Stored records:
* * * * *
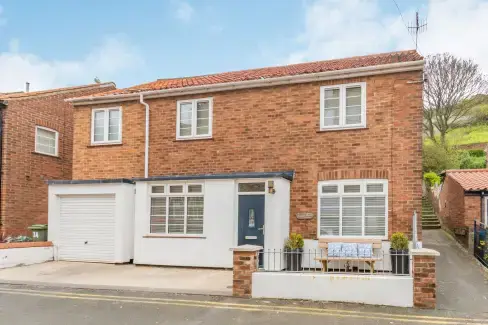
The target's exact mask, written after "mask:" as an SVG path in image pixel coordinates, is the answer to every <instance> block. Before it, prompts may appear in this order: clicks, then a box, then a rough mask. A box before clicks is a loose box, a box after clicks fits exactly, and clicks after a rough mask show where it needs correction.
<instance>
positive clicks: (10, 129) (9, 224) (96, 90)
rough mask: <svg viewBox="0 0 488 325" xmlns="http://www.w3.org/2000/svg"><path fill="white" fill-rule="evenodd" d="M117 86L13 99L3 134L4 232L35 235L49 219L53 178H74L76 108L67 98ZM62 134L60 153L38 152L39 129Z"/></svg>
mask: <svg viewBox="0 0 488 325" xmlns="http://www.w3.org/2000/svg"><path fill="white" fill-rule="evenodd" d="M111 89H114V87H113V86H110V87H103V88H100V87H98V86H97V87H92V88H82V89H78V90H71V91H62V92H55V93H50V94H47V95H36V96H29V97H23V98H21V99H20V98H19V99H9V100H7V101H8V105H7V108H6V109H5V110H4V117H3V122H4V130H3V135H2V142H3V143H2V145H3V152H2V185H1V201H2V203H1V221H2V225H1V234H0V235H3V236H7V235H19V234H28V233H30V232H29V230H28V229H26V228H27V227H28V226H30V225H32V224H35V223H47V185H46V183H45V180H47V179H71V175H72V157H73V142H72V141H73V122H72V121H73V120H72V118H73V108H72V106H71V104H69V103H67V102H65V101H64V100H65V99H67V98H71V97H74V96H84V95H90V94H94V93H100V92H102V91H108V90H111ZM36 126H44V127H47V128H50V129H53V130H56V131H58V132H59V149H58V152H59V154H58V157H52V156H47V155H42V154H38V153H35V127H36Z"/></svg>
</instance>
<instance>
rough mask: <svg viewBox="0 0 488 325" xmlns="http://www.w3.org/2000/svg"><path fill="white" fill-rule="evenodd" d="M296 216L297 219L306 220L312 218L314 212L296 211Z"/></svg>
mask: <svg viewBox="0 0 488 325" xmlns="http://www.w3.org/2000/svg"><path fill="white" fill-rule="evenodd" d="M296 216H297V219H298V220H308V219H313V216H314V214H313V213H312V212H297V214H296Z"/></svg>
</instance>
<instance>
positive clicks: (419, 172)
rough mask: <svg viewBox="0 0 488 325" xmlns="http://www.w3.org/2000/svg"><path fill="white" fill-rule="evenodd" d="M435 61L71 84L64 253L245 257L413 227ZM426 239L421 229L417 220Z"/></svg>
mask: <svg viewBox="0 0 488 325" xmlns="http://www.w3.org/2000/svg"><path fill="white" fill-rule="evenodd" d="M423 65H424V61H423V58H422V57H421V56H420V55H419V54H418V53H417V52H416V51H401V52H393V53H384V54H376V55H368V56H360V57H352V58H346V59H338V60H329V61H320V62H311V63H302V64H294V65H288V66H280V67H269V68H261V69H252V70H244V71H234V72H226V73H218V74H212V75H204V76H196V77H183V78H172V79H159V80H157V81H154V82H149V83H146V84H142V85H137V86H134V87H130V88H127V89H121V90H113V91H111V92H108V93H104V94H94V95H91V96H72V97H76V98H73V99H70V102H71V103H72V104H73V105H74V140H73V177H72V179H70V178H69V177H66V180H62V181H61V180H58V181H56V180H50V181H49V182H48V183H49V240H51V241H52V242H53V244H54V245H55V246H56V250H57V254H58V255H57V258H58V259H59V260H78V261H100V262H128V261H130V260H133V261H134V263H135V264H151V265H177V266H198V267H232V264H233V259H232V252H231V251H230V248H231V247H235V246H236V245H243V244H254V245H261V246H264V248H265V249H266V250H273V249H276V250H279V249H282V248H283V244H284V241H285V239H286V238H287V237H288V236H289V234H290V233H299V234H302V235H303V236H304V238H305V248H306V249H313V248H317V245H318V239H319V238H341V237H343V238H348V239H351V238H357V239H359V240H361V239H376V240H380V241H382V243H383V244H382V246H381V249H383V250H384V251H387V250H388V248H389V242H388V239H389V238H390V236H391V234H392V233H394V232H404V233H406V234H407V235H408V236H409V237H410V238H411V236H412V224H413V220H412V215H413V214H414V211H417V212H418V217H419V220H420V210H421V199H422V184H421V182H422V173H421V167H422V163H421V160H422V154H421V147H422V87H423V76H422V71H423ZM418 232H419V237H420V236H421V233H420V232H421V228H420V222H418Z"/></svg>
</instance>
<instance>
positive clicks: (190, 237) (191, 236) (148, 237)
mask: <svg viewBox="0 0 488 325" xmlns="http://www.w3.org/2000/svg"><path fill="white" fill-rule="evenodd" d="M142 238H186V239H206V238H207V237H205V236H203V235H156V234H150V235H144V236H142Z"/></svg>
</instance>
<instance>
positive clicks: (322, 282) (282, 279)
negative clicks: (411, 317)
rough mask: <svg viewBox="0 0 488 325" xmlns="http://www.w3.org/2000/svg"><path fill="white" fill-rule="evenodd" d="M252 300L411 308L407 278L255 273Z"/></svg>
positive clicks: (324, 273) (362, 276)
mask: <svg viewBox="0 0 488 325" xmlns="http://www.w3.org/2000/svg"><path fill="white" fill-rule="evenodd" d="M252 297H253V298H278V299H308V300H319V301H338V302H352V303H362V304H372V305H388V306H397V307H412V306H413V278H412V277H411V276H389V275H385V276H381V275H356V274H354V275H345V274H325V273H286V272H255V273H253V274H252Z"/></svg>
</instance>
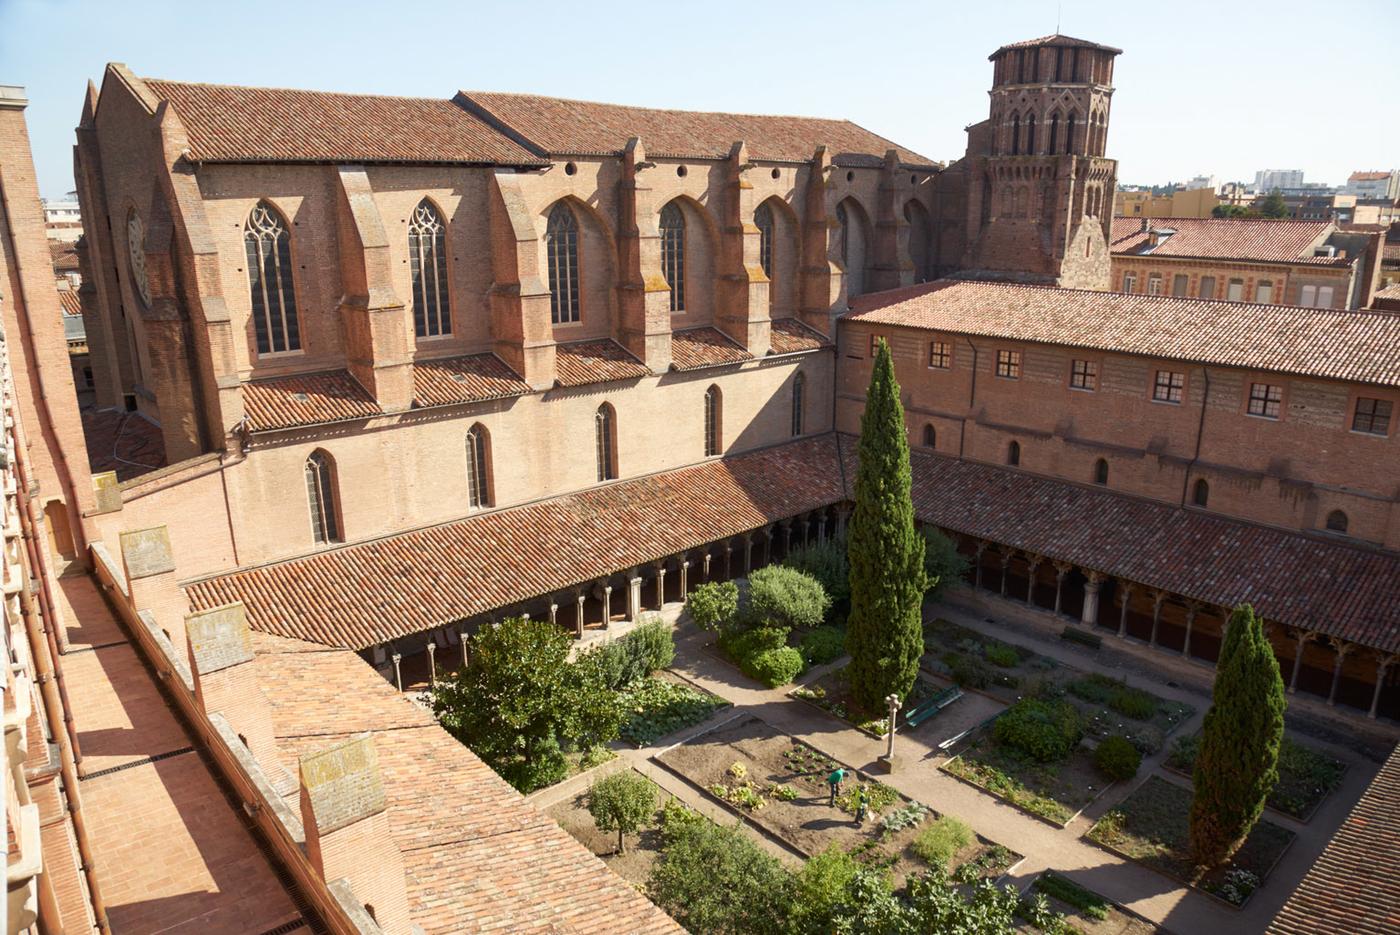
* * * * *
What to produce: Restate the entries verbatim and exclude any pictures.

Written answer:
The target's exact mask, written after "mask:" as an SVG path in image pixel coordinates, is the answer to every <instance> block. Before it, prompts may appear in this order: clicks, then a box, then a rough mask. A box before clicks is a loose box, a box after clicks fits exactly, and clicks after a rough mask show where it needs correction.
<instance>
positive clicks: (10, 129) (9, 224) (96, 90)
rough mask: <svg viewBox="0 0 488 325" xmlns="http://www.w3.org/2000/svg"><path fill="white" fill-rule="evenodd" d="M117 86L13 99L3 134L4 232L35 235L49 219L53 178H74L76 108L67 98ZM62 134L60 153L38 152L39 129Z"/></svg>
mask: <svg viewBox="0 0 488 325" xmlns="http://www.w3.org/2000/svg"><path fill="white" fill-rule="evenodd" d="M111 89H114V87H113V86H110V87H103V88H100V87H98V86H97V87H92V88H82V89H78V90H71V91H62V92H55V93H50V94H47V95H36V96H29V97H23V98H21V99H20V98H19V99H9V100H7V101H8V105H7V108H6V109H5V110H4V117H3V122H4V130H3V135H2V142H3V143H2V145H3V152H2V185H1V201H2V203H1V221H2V225H1V234H0V235H3V236H7V235H19V234H28V233H30V232H29V230H28V229H26V228H27V227H28V226H30V225H32V224H35V223H47V185H46V183H45V180H47V179H71V175H72V157H73V142H72V141H73V122H72V121H73V120H72V118H73V108H72V106H71V104H69V103H67V102H65V101H64V100H65V99H67V98H71V97H74V96H84V95H90V94H94V93H100V92H102V91H108V90H111ZM36 126H44V127H47V128H50V129H53V130H56V131H58V132H59V149H58V152H59V154H58V157H52V156H47V155H42V154H38V153H35V127H36Z"/></svg>
</instance>
<instance>
rough mask: <svg viewBox="0 0 488 325" xmlns="http://www.w3.org/2000/svg"><path fill="white" fill-rule="evenodd" d="M296 216L297 219L306 220L312 218L314 212L296 211Z"/></svg>
mask: <svg viewBox="0 0 488 325" xmlns="http://www.w3.org/2000/svg"><path fill="white" fill-rule="evenodd" d="M296 216H297V219H298V220H308V219H313V216H314V214H313V213H312V212H297V214H296Z"/></svg>
</instance>
<instance>
positive clicks: (419, 172)
rough mask: <svg viewBox="0 0 488 325" xmlns="http://www.w3.org/2000/svg"><path fill="white" fill-rule="evenodd" d="M435 61L71 84L64 253L245 257L413 227ZM426 239L421 229L417 220Z"/></svg>
mask: <svg viewBox="0 0 488 325" xmlns="http://www.w3.org/2000/svg"><path fill="white" fill-rule="evenodd" d="M423 65H424V61H423V58H422V57H421V56H420V55H419V54H418V53H417V52H416V51H401V52H393V53H384V54H376V55H368V56H360V57H352V58H346V59H338V60H329V61H320V62H311V63H302V64H294V65H288V66H280V67H269V68H261V69H252V70H244V71H234V72H226V73H218V74H212V75H204V76H196V77H183V78H172V79H159V80H157V81H154V82H149V83H146V84H142V85H137V86H134V87H130V88H127V89H121V90H113V91H111V92H108V93H104V94H94V95H91V96H72V97H76V98H73V99H70V102H71V103H72V104H73V105H74V140H73V177H72V179H70V178H69V177H66V180H62V181H61V180H58V181H56V180H50V181H49V182H48V183H49V240H51V241H52V242H53V244H54V245H55V246H56V250H57V254H58V255H57V258H58V259H59V260H78V261H100V262H128V261H130V260H133V261H134V263H135V264H151V265H177V266H198V267H232V264H233V259H232V252H231V251H230V248H231V247H235V246H236V245H243V244H254V245H261V246H264V248H265V249H266V250H273V249H276V250H279V249H282V248H283V244H284V241H285V239H286V238H287V237H288V236H289V234H290V233H299V234H302V235H303V236H304V238H305V248H306V249H313V248H317V245H318V239H319V238H341V237H343V238H348V239H351V238H357V239H359V240H361V239H376V240H380V241H382V243H383V244H382V246H381V249H383V250H384V251H387V250H388V248H389V242H388V239H389V238H390V236H391V234H392V233H394V232H404V233H406V234H407V235H408V236H409V237H410V238H411V236H412V224H413V220H412V215H413V214H414V211H417V212H418V217H419V220H420V210H421V199H422V184H421V182H422V173H421V167H422V163H421V160H422V154H421V147H422V87H423V76H422V71H423ZM418 232H419V237H420V236H421V233H420V232H421V228H420V222H418Z"/></svg>
</instance>
<instance>
positive clicks: (190, 237) (191, 236) (148, 237)
mask: <svg viewBox="0 0 488 325" xmlns="http://www.w3.org/2000/svg"><path fill="white" fill-rule="evenodd" d="M142 238H186V239H206V238H207V237H205V236H203V235H156V234H150V235H144V236H142Z"/></svg>
</instance>
<instance>
positive clicks: (322, 282) (282, 279)
negative clicks: (411, 317)
rough mask: <svg viewBox="0 0 488 325" xmlns="http://www.w3.org/2000/svg"><path fill="white" fill-rule="evenodd" d="M252 300L411 308L407 278L255 273Z"/></svg>
positive clicks: (324, 273) (362, 276)
mask: <svg viewBox="0 0 488 325" xmlns="http://www.w3.org/2000/svg"><path fill="white" fill-rule="evenodd" d="M252 297H253V298H278V299H308V300H319V301H338V302H352V303H362V304H372V305H388V306H397V307H412V306H413V278H412V277H411V276H389V275H385V276H381V275H356V274H354V275H345V274H325V273H286V272H255V273H253V274H252Z"/></svg>
</instance>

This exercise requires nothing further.